■ **КОРОТКАЯ ЗАДАЧА**:
Перепишите отрывок из текста страницы между «В ноябре 1939» и «многими случается смерть.» включительно, поставив «начинающих поэтов» на место «молодых поэтов».

■ **ТЕКСТ СТРАНИЦЫ**:
Непохожие поэты. Трагедия и судьбы большевистской эпохи. Анатолий Мариенгоф, Борис Корнилов, Владимир Луговской - Захар Прилепин
Шрифт:
Интервал:
Закладка:
«Панна, панна! / Всё пропало. / Обыск медленный идёт. / Из холодного подвала / Поднимают пулемёт. / Он стоит на толстых ножках, / Плотный, тёмно-голубой, / Золотистую дорожку — / Ленту / Тянет за собой…»
«Дальней пули свист внезапный… / Пятый день идём на запад».
Красноармейцы дарят ему трофейную саблю — он её тут же цепляет на пояс.
Любопытный момент: уже на территории Польши Луговской с Долматовским попадают в здание польской полиции. И там они — впервые в жизни — видят наручники и резиновые дубинки. Невидаль!
В Вильно Луговской, Долматовский и старый знакомый Кирсанов получают очередной приказ: срочно наладить выпуск газеты — в редакции эмигрантского «Русского слова».
Едут по указанному адресу, по-хозяйски стучат в двери, грохочут, входя, сапогами, грозно взирают на остатки перепуганного коллектива — откуда местным журналистам знать, что перед ними поэты, циркачи стиха, а не зубастые чекисты и расстрельная команда.
Кто-то из троих аккуратно берёт последний номер газеты в руки — там же крамола и антисоветчина, должно быть, — а на первой полосе шапка: «Советские войска наступают! Гитлер застрелился!»
Эмигранты, стоит признать, оказались прозорливыми. Но чересчур оптимистичными в своей прозорливости.
Номер делают за ночь — утром выясняется, что тираж распространять некому: главред арестован, разносчики разбежались. Недолго думая Луговской и Кирсанов сами выступают в качестве продавцов газет. Ажиотаж огромный, номер рвут из рук…
К ноябрю Луговской вернулся в Москву. Снова Литературный институт, снова восторженные ученики: дядя Володя в скрипучих сапогах вернулся с очередной войны. Между прочим, Сергей Михалков в те годы Луговского знал хорошо — кто ж его не знал! — и вполне мог дядю Стёпу срисовать не только с себя, но и на куда больших основаниях с этого великана, перемешавшегося из одной «горячей точки» в другую. Разве что литературной детворе, любившей великана Луговского, было лет под двадцать.
Той осенью «дяде Володе» позвонил его ученик Михаил Луконин.
— Знаю, знаю, о чём хочешь поговорить, — опередил Луговской. — Жду тебя.
В ноябре 1939 года, сразу после Польской кампании, началась война с Финляндией — или, как говорили тогда, с белофиннами.
Сегодня уже трудно осознать, насколько велика была вера в советскую власть, вождя и правоту народа, — но на войну, в том числе из Литературного института, буквально рвались.
Проходили очень строгие собеседования, молодых поэтов пытались отговорить, без обиняков рассказывая, что там скоро будут чудовищные, даже по русским меркам, холода, что на войне со многими случается смерть.
Студенты шли к Луговскому за благословением: идти в бой, дядя Володя?
Он благословлял: идите.
Благословил Луконина, благословил других: с курса ушло на фронт восемь поэтов.

■ **ЗАПИСАННЫЕ ДАННЫЕ**:
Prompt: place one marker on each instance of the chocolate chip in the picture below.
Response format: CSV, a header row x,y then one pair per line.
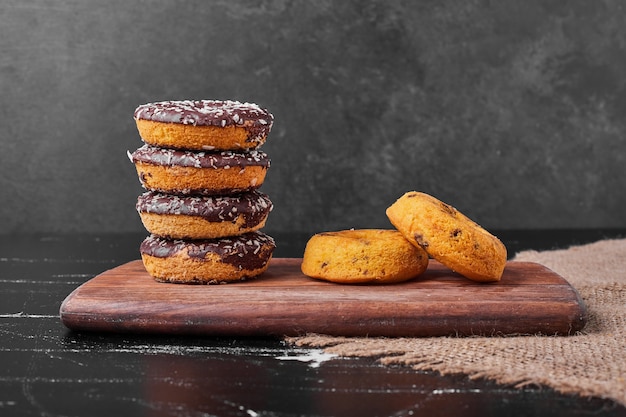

■ **ПОЛНЫЙ ОТВЕТ**:
В ноябре 1939 года, сразу после Польской кампании, началась война с Финляндией — или, как говорили тогда, с белофиннами.
Сегодня уже трудно осознать, насколько велика была вера в советскую власть, вождя и правоту народа, — но на войну, в том числе из Литературного института, буквально рвались.
Проходили очень строгие собеседования, начинающих поэтов пытались отговорить, без обиняков рассказывая, что там скоро будут чудовищные, даже по русским меркам, холода, что на войне со многими случается смерть.